■ Instructions for the task
Report how many lines in the material below contain the string "trunk", matching case exactly. Give only the number.

"""

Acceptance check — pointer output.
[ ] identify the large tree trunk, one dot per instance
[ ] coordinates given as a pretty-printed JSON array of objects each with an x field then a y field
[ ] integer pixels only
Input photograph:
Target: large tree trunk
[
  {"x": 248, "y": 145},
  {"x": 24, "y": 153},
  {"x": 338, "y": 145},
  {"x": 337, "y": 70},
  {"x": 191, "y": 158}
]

"""
"""

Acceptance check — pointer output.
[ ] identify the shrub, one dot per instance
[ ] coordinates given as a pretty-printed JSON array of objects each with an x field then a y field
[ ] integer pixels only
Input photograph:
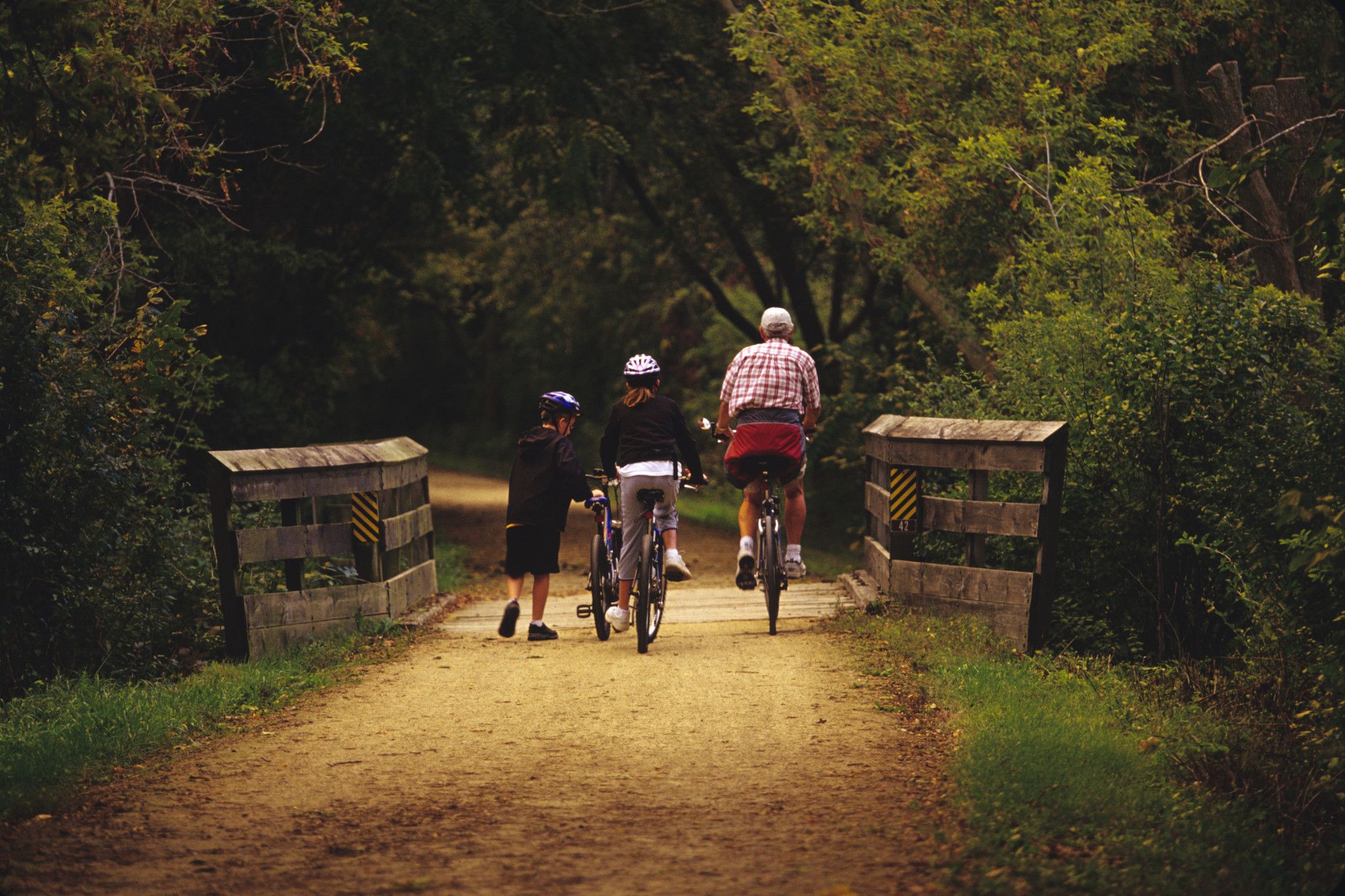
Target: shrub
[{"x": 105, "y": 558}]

"""
"""

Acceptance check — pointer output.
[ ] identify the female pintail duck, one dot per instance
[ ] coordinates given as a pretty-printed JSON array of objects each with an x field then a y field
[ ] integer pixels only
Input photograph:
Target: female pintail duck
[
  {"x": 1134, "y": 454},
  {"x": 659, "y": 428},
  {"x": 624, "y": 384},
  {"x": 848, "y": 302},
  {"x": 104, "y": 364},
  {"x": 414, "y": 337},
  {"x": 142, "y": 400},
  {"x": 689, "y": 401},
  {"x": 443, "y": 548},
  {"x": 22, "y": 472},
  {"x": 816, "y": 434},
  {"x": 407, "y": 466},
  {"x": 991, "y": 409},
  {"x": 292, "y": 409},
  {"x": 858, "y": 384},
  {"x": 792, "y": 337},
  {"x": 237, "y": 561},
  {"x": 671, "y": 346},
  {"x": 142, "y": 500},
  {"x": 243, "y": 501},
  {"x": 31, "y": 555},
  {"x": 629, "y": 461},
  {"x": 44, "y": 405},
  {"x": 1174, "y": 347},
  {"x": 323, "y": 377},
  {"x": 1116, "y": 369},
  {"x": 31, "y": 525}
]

"""

■ Expected answer
2